● WHAT THIS TASK INVOLVES
Copy every line of the data exactly, keeping out any picture.

Entries taken from a collection:
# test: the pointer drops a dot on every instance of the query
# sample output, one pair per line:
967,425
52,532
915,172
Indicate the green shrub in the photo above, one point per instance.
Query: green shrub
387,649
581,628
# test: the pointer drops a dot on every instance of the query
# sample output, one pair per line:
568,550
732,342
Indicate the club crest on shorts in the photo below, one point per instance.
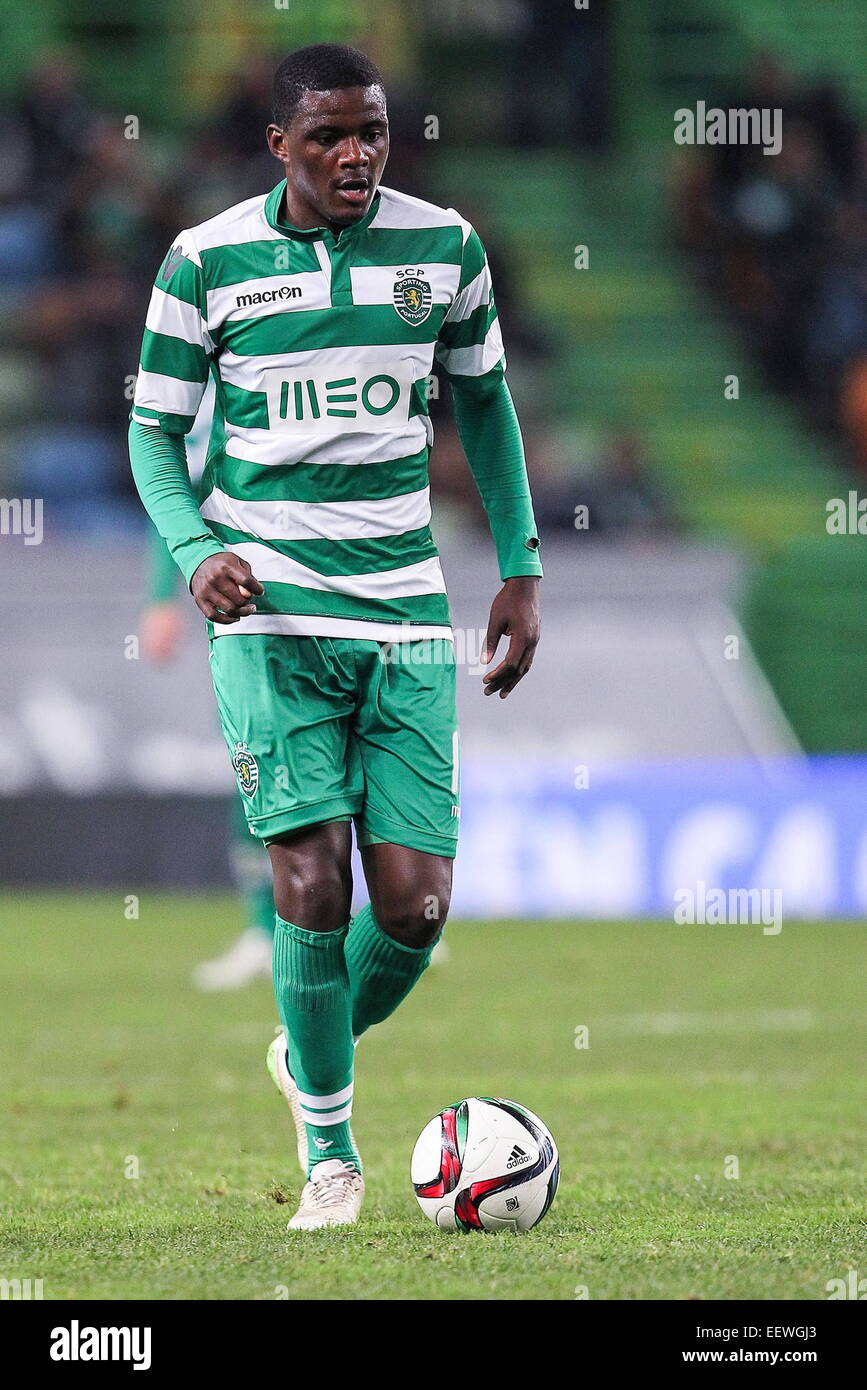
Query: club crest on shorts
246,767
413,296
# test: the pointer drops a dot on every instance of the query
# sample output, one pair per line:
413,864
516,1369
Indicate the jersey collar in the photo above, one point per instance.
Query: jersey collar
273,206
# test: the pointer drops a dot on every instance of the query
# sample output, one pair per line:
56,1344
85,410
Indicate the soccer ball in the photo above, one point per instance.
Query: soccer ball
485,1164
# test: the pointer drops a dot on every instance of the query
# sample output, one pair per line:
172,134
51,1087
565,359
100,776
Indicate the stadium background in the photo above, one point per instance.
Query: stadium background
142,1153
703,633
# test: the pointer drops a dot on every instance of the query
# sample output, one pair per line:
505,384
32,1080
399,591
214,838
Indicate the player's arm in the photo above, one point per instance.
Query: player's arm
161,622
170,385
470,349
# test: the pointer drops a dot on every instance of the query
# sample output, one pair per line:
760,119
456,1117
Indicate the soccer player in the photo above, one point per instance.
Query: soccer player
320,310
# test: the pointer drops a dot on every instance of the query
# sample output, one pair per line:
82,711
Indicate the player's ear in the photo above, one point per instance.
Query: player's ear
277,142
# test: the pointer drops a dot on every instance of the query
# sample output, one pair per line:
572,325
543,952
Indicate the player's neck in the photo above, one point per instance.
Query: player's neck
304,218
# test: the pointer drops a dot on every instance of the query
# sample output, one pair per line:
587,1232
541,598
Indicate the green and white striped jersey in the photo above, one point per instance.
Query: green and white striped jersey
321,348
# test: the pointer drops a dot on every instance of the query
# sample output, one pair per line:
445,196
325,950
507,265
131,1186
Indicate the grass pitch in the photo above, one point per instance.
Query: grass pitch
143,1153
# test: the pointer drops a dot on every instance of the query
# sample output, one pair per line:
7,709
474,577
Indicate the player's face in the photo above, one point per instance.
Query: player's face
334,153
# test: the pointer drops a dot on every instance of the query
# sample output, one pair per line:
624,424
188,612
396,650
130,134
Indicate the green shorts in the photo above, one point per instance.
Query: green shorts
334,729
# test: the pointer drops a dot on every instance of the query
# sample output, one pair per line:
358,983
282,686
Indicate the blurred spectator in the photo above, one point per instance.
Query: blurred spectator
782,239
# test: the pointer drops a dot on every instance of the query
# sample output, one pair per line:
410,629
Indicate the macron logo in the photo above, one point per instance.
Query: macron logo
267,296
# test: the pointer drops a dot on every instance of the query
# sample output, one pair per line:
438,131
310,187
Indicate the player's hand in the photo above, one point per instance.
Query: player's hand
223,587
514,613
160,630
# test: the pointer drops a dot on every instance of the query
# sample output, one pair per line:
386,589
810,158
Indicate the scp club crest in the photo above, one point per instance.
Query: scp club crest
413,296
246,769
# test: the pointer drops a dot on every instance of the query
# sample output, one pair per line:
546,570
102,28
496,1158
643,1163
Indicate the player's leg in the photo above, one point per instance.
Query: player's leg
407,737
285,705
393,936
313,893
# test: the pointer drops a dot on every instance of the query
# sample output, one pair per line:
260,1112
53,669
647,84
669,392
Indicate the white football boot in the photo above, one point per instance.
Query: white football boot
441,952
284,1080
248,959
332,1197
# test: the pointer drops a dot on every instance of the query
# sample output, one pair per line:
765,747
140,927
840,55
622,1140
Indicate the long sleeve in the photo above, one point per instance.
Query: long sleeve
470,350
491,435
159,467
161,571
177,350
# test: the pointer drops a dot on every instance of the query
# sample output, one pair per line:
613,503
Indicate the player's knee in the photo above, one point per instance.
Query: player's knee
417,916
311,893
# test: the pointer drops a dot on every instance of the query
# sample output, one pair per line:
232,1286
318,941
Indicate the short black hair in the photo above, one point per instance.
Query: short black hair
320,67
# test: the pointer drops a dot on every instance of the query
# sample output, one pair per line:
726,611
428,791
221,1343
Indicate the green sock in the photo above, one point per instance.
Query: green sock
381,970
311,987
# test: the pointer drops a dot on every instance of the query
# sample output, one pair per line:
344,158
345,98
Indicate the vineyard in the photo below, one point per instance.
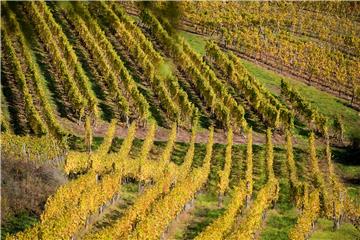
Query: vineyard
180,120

● SOLUTION BELOW
# test: the pointer drops a dot on every instance of the query
# sample output, one pair per line:
967,425
52,532
915,172
Indicate the green shrub in the photo above, one point per instance.
Query: green shrub
387,649
581,628
# test: the pointer drops a dot on every instance of the query
# sample output, one pair per line:
568,550
732,342
Indicate the club crest on shorts in the photo below, one point per instance.
Query: club crest on shorts
246,767
413,296
# test: the pointer drops a dot on every instance of the query
# sample output, one pair per line:
413,864
516,1369
Indicate the jersey collar in the photo above, one point per instance.
Query: jersey collar
273,206
# test: the pointer drops a dot on every instance of the query
# sample output, one pair per line:
56,1344
85,410
Indicate the soccer ball in the photo above, one point per instance.
Query: soccer ball
485,1164
# test: the pointer drops a dot on every instance of the query
# sample output, one pair per line:
172,134
51,1087
565,359
100,776
Indicate the stadium background in the photo above, one point per instance.
Query: stadium background
142,1153
703,633
# test: the pointer drops a dot on every instance of the query
# sample output, one pair per line:
505,384
32,1080
399,591
214,838
Indicate the player's arm in the photo above, one point per instance.
Query: player's arm
161,622
170,385
470,349
# test: the pointer drops a dot on every instance of the query
# sample output, one pair per line:
760,119
456,1117
Indicate the soccer player in the photo above, one point per instance.
Query: soccer player
320,310
# test: the pointer drops a dot on every instance of the query
# sample output, one pair per line:
82,711
Indicate the player's ear in the photo above, one point per instance.
Query: player's ear
277,142
# test: the pointer drops a dot on every instance of the query
# sample output, one pair per line:
572,325
543,952
Indicate the player's neck in the photo above, one point per instance.
Query: player's neck
304,218
# test: the pointer drops a dot on every instance of the query
# sample output, one pair per line:
587,1232
541,598
Indicate the green and white striped jersey in the photo above, one point per instance.
Query: green and white striped jersey
321,348
# test: the pointer drops a dot on every instance of the query
# sample output, one pair per line:
445,196
325,950
507,265
131,1186
Indicate the grass pitch in the photo above, one point per instance.
Query: grass pitch
143,1153
# test: the pointer drops a dot on every instance of the query
# sample output, one pair per line:
7,709
474,577
Indicate the player's face in the photo above, one point per instance.
Query: player's face
334,153
# test: the pointer drops a dot on every instance of the query
# sample output, one pair per line:
624,424
188,612
396,650
130,134
Indicate the green shorts in the photo above, one point per instance.
Query: green shorts
334,729
# test: the pointer drops a dot on every instance of the query
# sample output, one pair per line:
358,983
282,686
Indicate the blurred spectator in the photo above, one point per instance.
Query: blurred spectator
782,239
# test: the pointer drops a dot on every instance of the query
# sample output, one pair per line:
410,629
Indicate the macron logo in the photo above, one point per instance.
Query: macron logo
267,296
# test: the pointer drops a dot on every instance of the query
# sample output, one pair per line:
438,131
310,187
Indicate the player's hand in the photo above, one point per instance.
Query: player's hand
223,587
514,613
160,630
# test: the pointer drops a dot on every instance of the query
# sample output, one pair per line:
386,589
810,158
Indicate the scp club crest in the photo above, one point per instance.
Query: scp club crest
413,296
246,769
# test: the pointer drops a dot on every instance of the query
# sample output, one pair per line:
546,570
102,28
496,1158
643,1163
Indicate the player's leg in the photo above, one point per instance.
Query: player's leg
407,737
285,705
393,936
313,893
# test: the pointer drops a dot on every instance of the query
# sample output, one pair per line:
260,1112
53,669
647,84
669,392
Indicate the white football boot in the photo above, one point per instance.
Query: white football boot
441,952
284,1080
248,959
332,1197
# test: the pointer drops a dot on every instance of the query
# sample output, one pair per line:
765,747
140,927
840,55
622,1140
Indicate the long sleeve in the photo above, one point per instance.
Query: long sleeve
470,350
491,435
159,467
161,571
177,350
# test: the pointer drops a dot on every instance of the query
# sample output, one pair per line:
613,503
Indicate the player's knee in the photo above, one point per instance.
Query: player's knee
417,916
311,893
# test: the pointer drops a dot on every instance of the query
# sample output, one pair per line:
232,1286
318,941
Indicate the short black hair in the photo above, one point per instance.
Query: short black hair
320,67
# test: the pointer drops a dot on every instance of the query
# sample output, one pair per line:
726,611
428,791
221,1343
Indicate the green sock in the photo above, one point per instance.
Query: green sock
381,970
311,987
# test: the pointer drops a dot on every instance of the query
# sample output, one pair per line:
344,158
345,98
Indicate the vineyard in the photo below, one point per instance.
Query: vineyard
180,120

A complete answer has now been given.